____ Excerpt provided

Alaskans may remember a few years ago, when huge numbers of common murres, a type of northern seabird, were washing up dead onshore. A new study from the University of Washington links the large die-off up to food scarcity during a period of extremely warm water temperatures.
In the fall of 2015, U.S. Fish & Wildlife Service biologist Robin Corcoran remembers over 100 murre carcasses lying beached in Kodiak’s Pasagshak Bay.
“Late August, early September was when we started to see a large number of birds dead on the beach and also birds just coming out of the water.” Corcoran said. “They were weak. Their plumage was pretty shabby. They were no longer waterproof. They were just starving to death.”
And that’s because with warming ocean temperatures, murres were losing their food source.
When the last “Blob” hit the Pacific, an area of the ocean larger than Canada experienced surface ocean temperatures rise as much as 7 degrees, completely altering the marine ecosystem for more than two years. The result was havoc in the food chain.
“It didn’t extinct anything but it just changed the rules of who was a winner and who was a loser,” said Julia Parrish, a professor of marine sciences at the University of Washington.
She said the ecosystem shift started with phytoplankton. Nutrient-rich cold-water phytoplankton began dying off, replaced by new, warm-water phytoplankton.
“The new species were smaller and not as energy dense. So less like a Clif bar, more like a rice cake. And all of that meant that the predators had to eat more to get enough to eat.”
Without a reliable source of phytoplankton, forage fish started to dwindle. And with fewer forage fish to eat, murres began to starve. In the span of about a year, Parrish estimates one million birds died from California to Alaska.
“I would say a million is a round number. I would also say it’s probably a conservative one,” she said. “It’s highly likely that more than a million birds died.”
For climate scientists, murres are an excellent indicator of how some other marine species, like cod, are doing. And that’s simply because murres and cod eat the same forage fish. It’s no surprise then that Pacific cod have also experienced a sharp decline in the same Blob-affected areas that murres did.
NOAA fisheries biologist Steve Barbeaux has studied the cod crash for years. With another marine heat wave looming, he says murres are something to watch for this winter.
“If we see — like we did during the first heat wave — huge die off in murres, that would not be good for the cod population,” he said. “If the murres are starving to death, that means there’s not enough forage out there. And unfortunately, with the cod metabolism being so high, they could quickly end up in the same boat that we were at during the last heat wave.”
As far as recovery goes, Parrish says the outlook for murres is murky.
“I think that the warming ocean poses an uncertain future for murres,” she said. “I don’t believe that they are going to go extinct. But I believe the size of the populations that the marine environment can support will be lower.”
Parrish and Corcoran are among the authors of the new murre die-off study, released in the journal PLOS ONE on Jan. 15, 2020.

________

- **Work instructions**:
1 - In the article on the murre die-off, how many murre carcasses does Robin Corcoran remember seeing on the beach at Kodiak's Pasagshak Bay in the fall of 2015?
2 - Set down, word for word, the passage of the article on the murre die-off from "In the fall" up to and including "the food chain.".
The records after this point are separate material, unrelated to the article on the murre die-off.

____ Extracted data

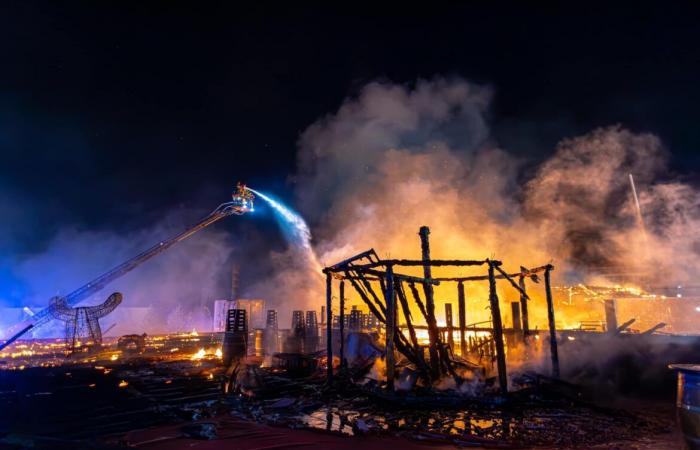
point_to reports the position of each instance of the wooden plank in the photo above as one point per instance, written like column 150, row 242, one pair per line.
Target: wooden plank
column 390, row 328
column 329, row 327
column 498, row 332
column 554, row 351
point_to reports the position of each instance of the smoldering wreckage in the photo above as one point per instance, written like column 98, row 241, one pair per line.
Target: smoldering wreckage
column 387, row 371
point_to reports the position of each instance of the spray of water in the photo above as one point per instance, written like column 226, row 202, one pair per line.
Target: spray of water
column 294, row 227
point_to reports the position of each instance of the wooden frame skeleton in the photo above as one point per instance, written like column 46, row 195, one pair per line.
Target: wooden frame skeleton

________

- **Answers by item**:
1 - Over 100.

2 -
In the fall of 2015, U.S. Fish & Wildlife Service biologist Robin Corcoran remembers over 100 murre carcasses lying beached in Kodiak’s Pasagshak Bay.
“Late August, early September was when we started to see a large number of birds dead on the beach and also birds just coming out of the water.” Corcoran said. “They were weak. Their plumage was pretty shabby. They were no longer waterproof. They were just starving to death.”
And that’s because with warming ocean temperatures, murres were losing their food source.
When the last “Blob” hit the Pacific, an area of the ocean larger than Canada experienced surface ocean temperatures rise as much as 7 degrees, completely altering the marine ecosystem for more than two years. The result was havoc in the food chain.